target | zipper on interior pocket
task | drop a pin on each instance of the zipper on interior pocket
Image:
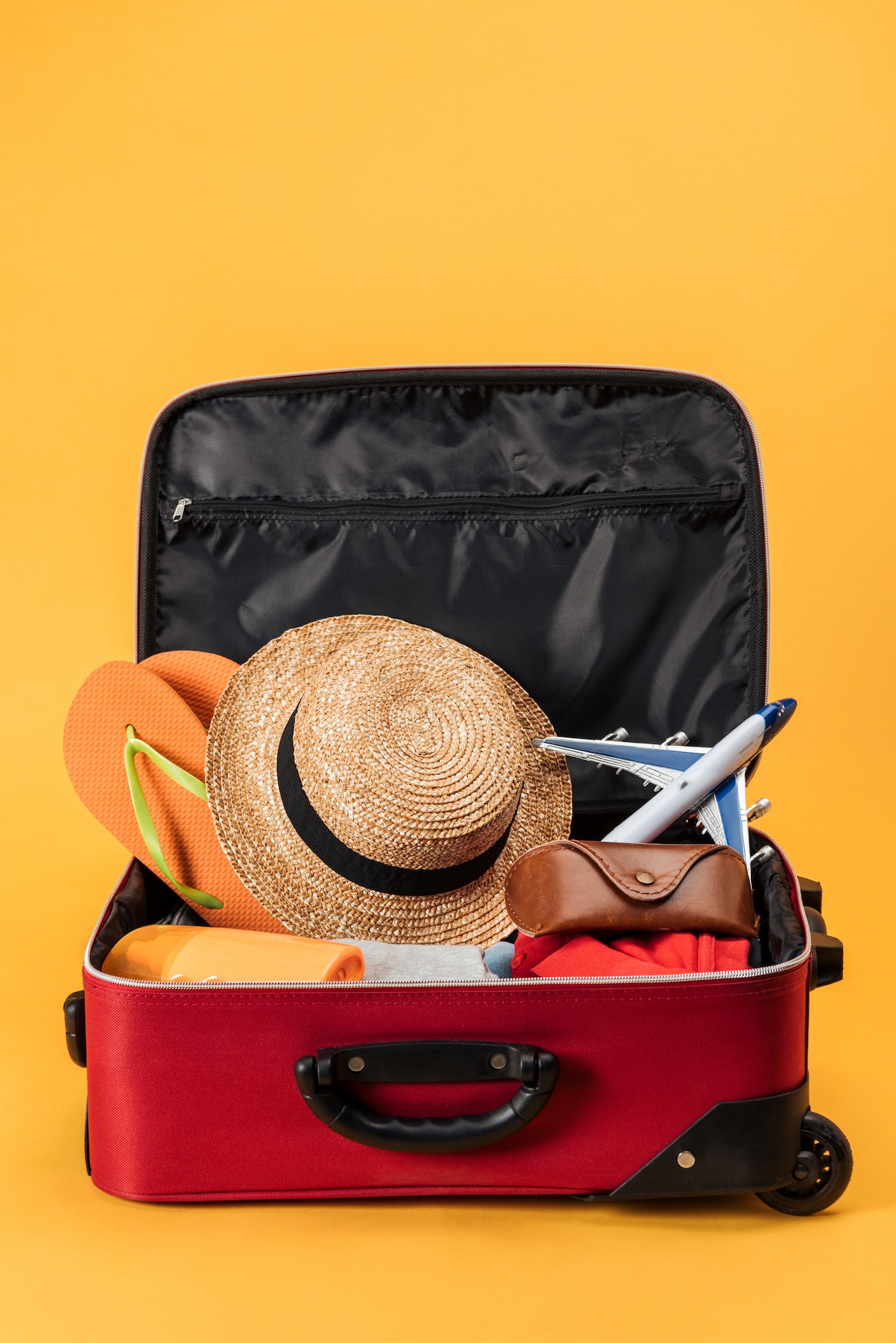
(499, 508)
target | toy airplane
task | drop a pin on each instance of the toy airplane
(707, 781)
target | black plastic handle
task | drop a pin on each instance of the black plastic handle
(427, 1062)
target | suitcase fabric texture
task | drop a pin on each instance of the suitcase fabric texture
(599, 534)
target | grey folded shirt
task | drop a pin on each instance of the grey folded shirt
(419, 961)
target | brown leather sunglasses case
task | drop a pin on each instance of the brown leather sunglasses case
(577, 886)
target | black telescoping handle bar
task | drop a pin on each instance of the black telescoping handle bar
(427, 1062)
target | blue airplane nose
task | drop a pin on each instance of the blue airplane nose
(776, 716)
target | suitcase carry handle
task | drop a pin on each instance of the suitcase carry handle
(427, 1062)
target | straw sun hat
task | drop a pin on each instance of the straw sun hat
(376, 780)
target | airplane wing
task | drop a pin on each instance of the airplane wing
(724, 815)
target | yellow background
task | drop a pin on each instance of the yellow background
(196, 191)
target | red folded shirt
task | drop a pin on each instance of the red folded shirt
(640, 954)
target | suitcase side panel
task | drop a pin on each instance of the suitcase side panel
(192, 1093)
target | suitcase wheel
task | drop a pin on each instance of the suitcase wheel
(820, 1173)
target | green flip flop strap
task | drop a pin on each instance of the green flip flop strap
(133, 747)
··········
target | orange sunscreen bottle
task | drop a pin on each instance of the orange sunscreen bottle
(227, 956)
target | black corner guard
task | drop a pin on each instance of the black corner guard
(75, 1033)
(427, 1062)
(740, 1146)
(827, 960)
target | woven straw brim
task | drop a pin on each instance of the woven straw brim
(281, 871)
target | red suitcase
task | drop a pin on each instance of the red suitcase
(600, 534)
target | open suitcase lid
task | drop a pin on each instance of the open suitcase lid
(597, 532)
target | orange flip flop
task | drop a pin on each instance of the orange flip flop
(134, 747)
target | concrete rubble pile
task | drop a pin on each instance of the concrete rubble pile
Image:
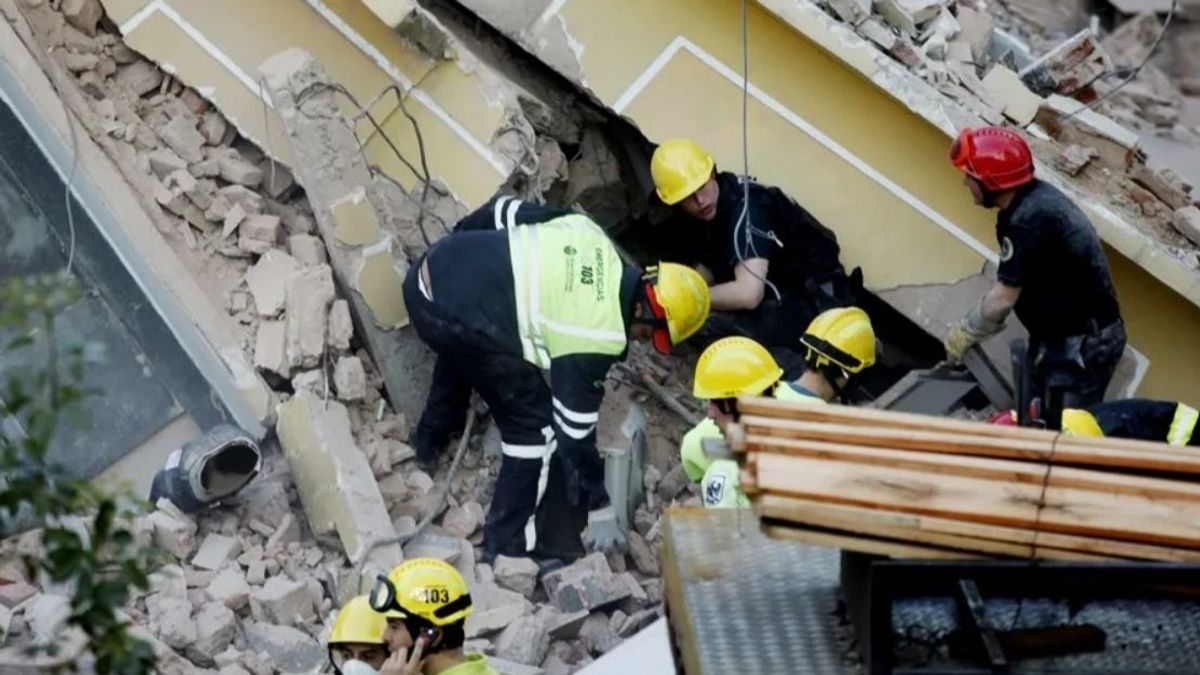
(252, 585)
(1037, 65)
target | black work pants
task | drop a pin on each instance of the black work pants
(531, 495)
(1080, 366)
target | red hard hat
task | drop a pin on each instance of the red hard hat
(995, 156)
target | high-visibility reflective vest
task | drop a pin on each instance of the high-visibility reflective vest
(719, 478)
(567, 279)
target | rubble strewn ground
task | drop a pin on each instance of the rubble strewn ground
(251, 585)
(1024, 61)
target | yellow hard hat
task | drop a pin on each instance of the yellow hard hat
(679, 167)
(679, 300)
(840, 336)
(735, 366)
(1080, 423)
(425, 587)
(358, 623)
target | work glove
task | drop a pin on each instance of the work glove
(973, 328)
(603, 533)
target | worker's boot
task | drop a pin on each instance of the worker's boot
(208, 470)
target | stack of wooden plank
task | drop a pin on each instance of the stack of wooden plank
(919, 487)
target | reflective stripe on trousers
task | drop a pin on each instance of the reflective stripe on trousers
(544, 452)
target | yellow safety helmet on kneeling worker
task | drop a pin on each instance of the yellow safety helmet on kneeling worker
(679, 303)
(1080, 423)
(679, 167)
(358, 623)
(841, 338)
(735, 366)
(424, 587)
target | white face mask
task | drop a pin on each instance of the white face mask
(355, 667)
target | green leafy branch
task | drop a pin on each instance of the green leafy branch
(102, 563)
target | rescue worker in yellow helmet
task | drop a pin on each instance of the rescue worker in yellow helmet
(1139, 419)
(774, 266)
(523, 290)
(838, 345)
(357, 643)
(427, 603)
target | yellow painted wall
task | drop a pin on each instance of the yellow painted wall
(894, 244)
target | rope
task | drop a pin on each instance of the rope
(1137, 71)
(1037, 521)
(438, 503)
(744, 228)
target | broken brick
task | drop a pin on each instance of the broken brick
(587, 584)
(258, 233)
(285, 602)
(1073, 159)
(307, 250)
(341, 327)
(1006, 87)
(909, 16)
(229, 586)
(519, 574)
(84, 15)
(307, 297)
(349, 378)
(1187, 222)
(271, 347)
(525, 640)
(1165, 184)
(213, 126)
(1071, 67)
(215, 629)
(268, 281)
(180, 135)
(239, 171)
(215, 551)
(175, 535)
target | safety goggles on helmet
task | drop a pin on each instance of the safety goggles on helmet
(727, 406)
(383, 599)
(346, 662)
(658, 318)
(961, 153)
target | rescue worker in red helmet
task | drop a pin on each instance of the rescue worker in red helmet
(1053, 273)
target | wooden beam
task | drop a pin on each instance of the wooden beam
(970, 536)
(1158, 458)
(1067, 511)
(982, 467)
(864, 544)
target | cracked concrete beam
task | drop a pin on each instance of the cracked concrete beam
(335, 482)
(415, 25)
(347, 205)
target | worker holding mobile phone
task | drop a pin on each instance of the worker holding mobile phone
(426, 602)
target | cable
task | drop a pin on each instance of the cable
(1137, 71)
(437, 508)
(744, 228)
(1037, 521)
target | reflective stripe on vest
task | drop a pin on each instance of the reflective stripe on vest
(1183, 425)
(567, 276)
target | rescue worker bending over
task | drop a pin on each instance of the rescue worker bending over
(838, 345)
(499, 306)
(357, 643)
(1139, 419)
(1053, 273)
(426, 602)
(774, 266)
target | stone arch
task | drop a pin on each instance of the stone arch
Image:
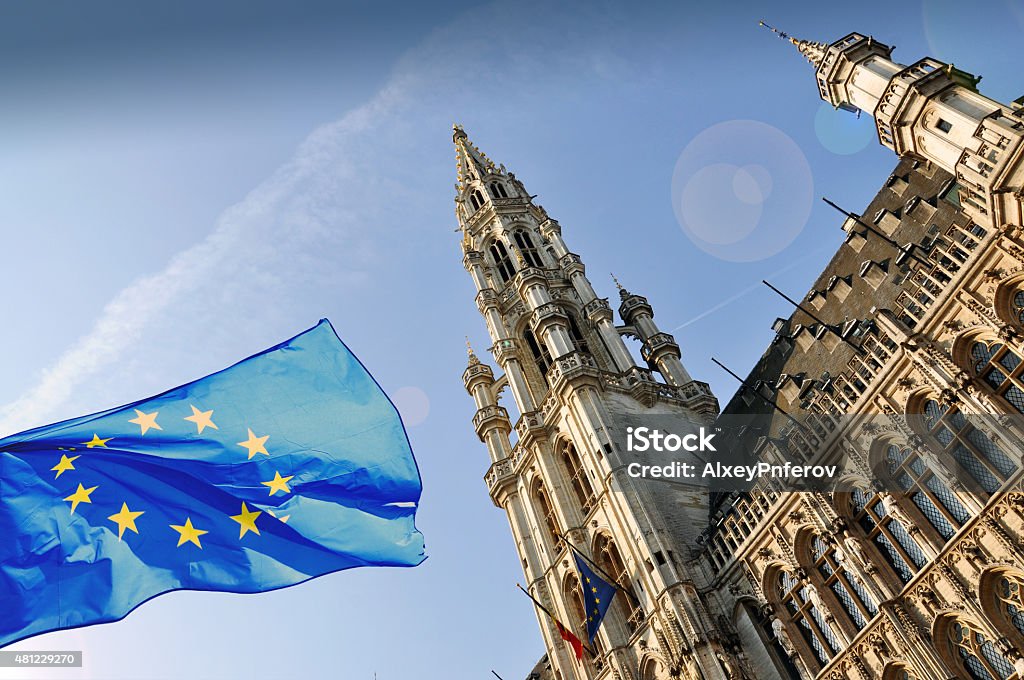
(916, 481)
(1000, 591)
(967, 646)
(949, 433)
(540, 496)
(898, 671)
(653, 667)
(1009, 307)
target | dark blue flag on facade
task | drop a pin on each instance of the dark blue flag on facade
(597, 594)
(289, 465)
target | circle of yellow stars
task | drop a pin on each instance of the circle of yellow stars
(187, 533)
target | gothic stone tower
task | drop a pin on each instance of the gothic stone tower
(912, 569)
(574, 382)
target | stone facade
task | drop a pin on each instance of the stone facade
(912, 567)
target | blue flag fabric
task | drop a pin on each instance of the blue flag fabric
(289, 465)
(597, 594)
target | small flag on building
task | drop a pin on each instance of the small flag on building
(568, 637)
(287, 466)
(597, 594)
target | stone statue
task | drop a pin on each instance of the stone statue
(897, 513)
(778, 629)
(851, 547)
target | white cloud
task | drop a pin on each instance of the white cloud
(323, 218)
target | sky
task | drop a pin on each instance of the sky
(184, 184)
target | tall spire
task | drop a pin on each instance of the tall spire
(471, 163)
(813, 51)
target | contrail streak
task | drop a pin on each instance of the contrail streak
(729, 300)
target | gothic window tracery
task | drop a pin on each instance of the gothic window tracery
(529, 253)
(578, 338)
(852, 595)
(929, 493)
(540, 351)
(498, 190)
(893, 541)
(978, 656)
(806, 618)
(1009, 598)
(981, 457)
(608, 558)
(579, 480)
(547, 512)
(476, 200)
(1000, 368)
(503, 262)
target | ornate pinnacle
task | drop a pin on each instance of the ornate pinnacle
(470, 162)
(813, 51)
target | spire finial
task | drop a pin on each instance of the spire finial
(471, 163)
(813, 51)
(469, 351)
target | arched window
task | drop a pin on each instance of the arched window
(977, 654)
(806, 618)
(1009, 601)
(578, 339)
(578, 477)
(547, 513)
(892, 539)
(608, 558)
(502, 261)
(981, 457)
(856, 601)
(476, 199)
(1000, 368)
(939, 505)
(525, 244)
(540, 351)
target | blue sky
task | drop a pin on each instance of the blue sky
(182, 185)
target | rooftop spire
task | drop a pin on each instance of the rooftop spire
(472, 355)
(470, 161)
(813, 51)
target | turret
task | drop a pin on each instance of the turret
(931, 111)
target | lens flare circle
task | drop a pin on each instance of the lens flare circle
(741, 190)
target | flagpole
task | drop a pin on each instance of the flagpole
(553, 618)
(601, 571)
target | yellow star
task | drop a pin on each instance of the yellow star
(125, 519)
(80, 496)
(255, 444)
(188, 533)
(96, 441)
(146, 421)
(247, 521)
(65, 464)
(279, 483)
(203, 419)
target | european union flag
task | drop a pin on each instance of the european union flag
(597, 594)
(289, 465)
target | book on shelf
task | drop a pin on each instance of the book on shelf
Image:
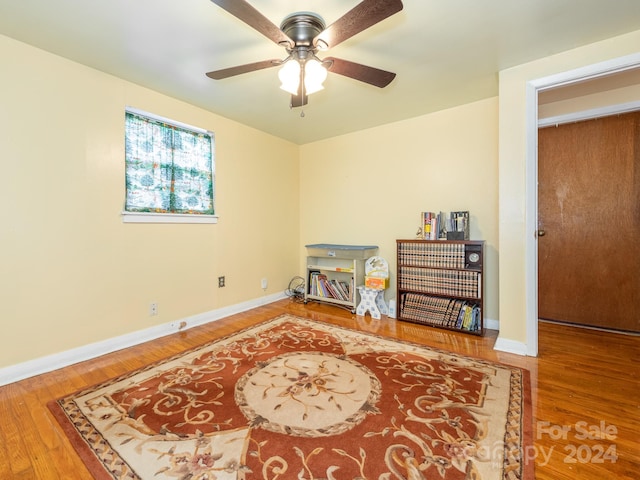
··········
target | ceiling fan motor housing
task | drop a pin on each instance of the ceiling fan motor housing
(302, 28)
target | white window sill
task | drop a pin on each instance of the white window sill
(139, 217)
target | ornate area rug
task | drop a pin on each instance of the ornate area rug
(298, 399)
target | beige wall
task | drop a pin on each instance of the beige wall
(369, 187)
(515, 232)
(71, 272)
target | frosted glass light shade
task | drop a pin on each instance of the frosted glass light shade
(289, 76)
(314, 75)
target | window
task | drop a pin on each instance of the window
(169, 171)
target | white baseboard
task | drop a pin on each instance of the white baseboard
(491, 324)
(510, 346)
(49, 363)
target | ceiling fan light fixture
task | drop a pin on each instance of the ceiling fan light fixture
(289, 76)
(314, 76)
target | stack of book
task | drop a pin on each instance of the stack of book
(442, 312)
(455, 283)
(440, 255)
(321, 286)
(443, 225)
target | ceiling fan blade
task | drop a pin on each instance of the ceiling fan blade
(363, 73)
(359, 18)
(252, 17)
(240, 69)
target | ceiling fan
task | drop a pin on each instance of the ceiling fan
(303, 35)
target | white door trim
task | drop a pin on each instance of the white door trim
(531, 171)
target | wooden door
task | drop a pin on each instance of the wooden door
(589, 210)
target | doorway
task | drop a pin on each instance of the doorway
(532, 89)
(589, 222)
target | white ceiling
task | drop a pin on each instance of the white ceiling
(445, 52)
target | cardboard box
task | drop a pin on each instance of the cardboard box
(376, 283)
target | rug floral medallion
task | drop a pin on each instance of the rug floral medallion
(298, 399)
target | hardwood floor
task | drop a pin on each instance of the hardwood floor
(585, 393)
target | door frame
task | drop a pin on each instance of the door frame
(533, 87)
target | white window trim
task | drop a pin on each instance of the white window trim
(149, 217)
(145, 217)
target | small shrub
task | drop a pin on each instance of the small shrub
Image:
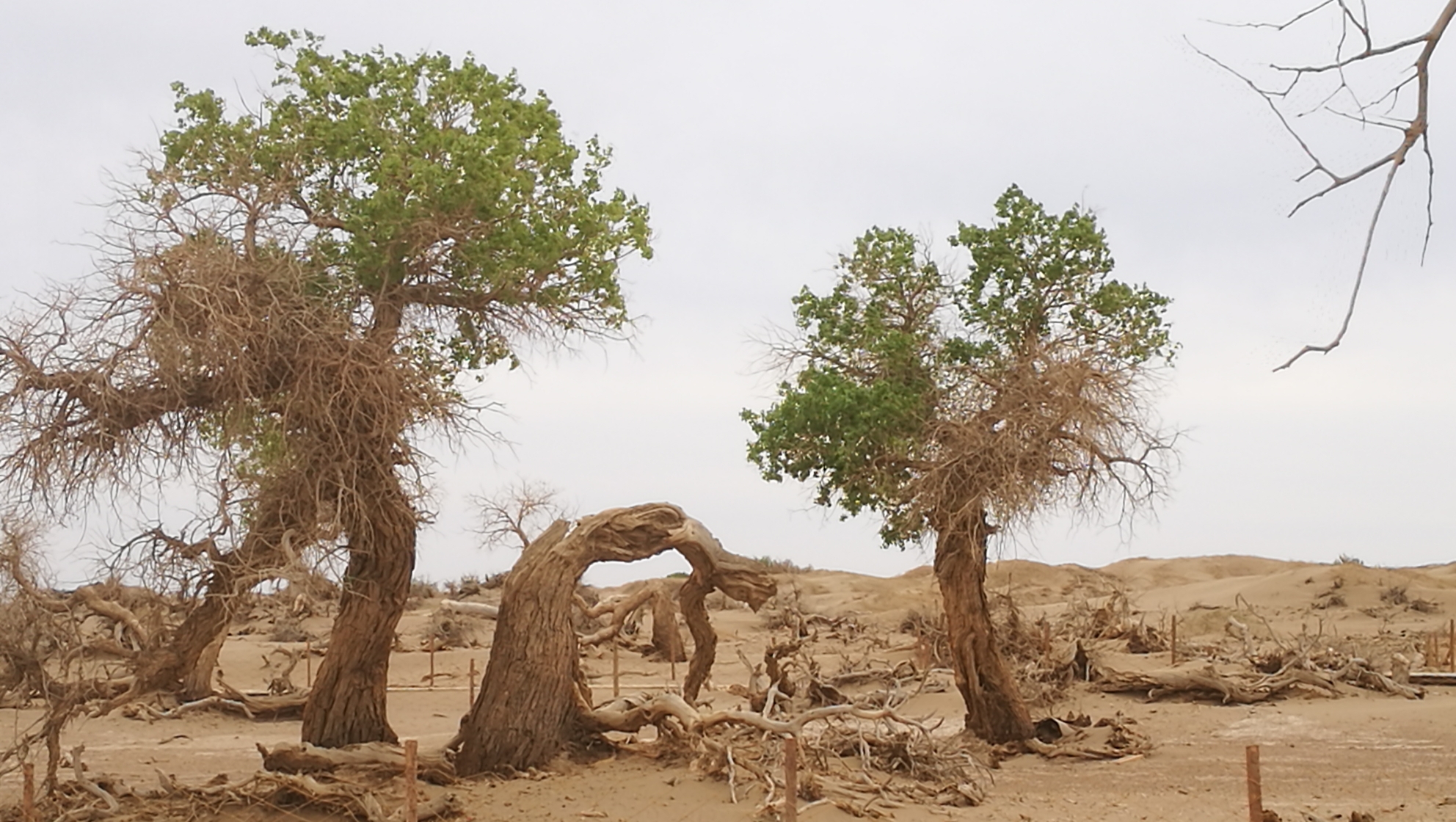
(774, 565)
··········
▶ **EXERCISE DETAILS**: Give only the number of lines in the records above that contain the word "beige".

▶ **FINAL ANSWER**: 2